_Required task:_
Pick out every line in the records that contains the string "tree", matching case exactly, and copy each of those lines.

## Start Entries provided

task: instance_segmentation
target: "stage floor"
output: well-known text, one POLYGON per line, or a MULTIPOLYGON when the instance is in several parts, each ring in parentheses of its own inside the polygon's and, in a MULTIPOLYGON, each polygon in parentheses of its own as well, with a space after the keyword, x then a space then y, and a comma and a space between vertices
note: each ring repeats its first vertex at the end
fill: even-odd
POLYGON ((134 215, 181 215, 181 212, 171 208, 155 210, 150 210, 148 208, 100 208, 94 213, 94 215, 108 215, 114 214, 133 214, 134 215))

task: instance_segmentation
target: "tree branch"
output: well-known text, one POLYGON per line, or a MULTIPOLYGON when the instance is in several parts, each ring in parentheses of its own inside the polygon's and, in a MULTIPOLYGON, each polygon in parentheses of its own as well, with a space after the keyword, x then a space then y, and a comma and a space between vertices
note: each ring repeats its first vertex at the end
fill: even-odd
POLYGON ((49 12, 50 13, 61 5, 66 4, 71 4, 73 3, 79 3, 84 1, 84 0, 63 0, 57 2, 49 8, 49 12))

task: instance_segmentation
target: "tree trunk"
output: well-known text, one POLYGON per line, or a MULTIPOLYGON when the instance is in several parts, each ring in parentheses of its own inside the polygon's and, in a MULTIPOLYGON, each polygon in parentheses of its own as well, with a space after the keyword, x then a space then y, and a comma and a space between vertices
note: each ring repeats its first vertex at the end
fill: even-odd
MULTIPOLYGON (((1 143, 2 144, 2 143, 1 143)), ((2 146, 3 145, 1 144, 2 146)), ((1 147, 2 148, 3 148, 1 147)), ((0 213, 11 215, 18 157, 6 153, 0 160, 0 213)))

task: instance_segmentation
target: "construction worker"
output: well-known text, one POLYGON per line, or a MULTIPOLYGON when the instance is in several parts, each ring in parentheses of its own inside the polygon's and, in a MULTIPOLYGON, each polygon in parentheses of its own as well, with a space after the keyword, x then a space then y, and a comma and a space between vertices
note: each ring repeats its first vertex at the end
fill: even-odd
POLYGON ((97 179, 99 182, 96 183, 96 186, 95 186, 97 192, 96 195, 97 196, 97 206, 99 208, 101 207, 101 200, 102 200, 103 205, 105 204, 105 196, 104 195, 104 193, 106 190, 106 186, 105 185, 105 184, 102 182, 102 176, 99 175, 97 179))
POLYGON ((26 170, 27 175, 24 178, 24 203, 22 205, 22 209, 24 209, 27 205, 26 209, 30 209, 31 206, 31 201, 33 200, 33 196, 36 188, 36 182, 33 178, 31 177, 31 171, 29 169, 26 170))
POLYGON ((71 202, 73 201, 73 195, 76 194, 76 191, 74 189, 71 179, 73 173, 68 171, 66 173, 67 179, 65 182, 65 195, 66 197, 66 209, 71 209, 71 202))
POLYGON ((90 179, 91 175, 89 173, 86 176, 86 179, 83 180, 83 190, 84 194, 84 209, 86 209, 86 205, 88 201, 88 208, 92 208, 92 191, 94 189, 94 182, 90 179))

## End Entries provided

_Problem solution:_
target: "tree branch"
target: "tree trunk"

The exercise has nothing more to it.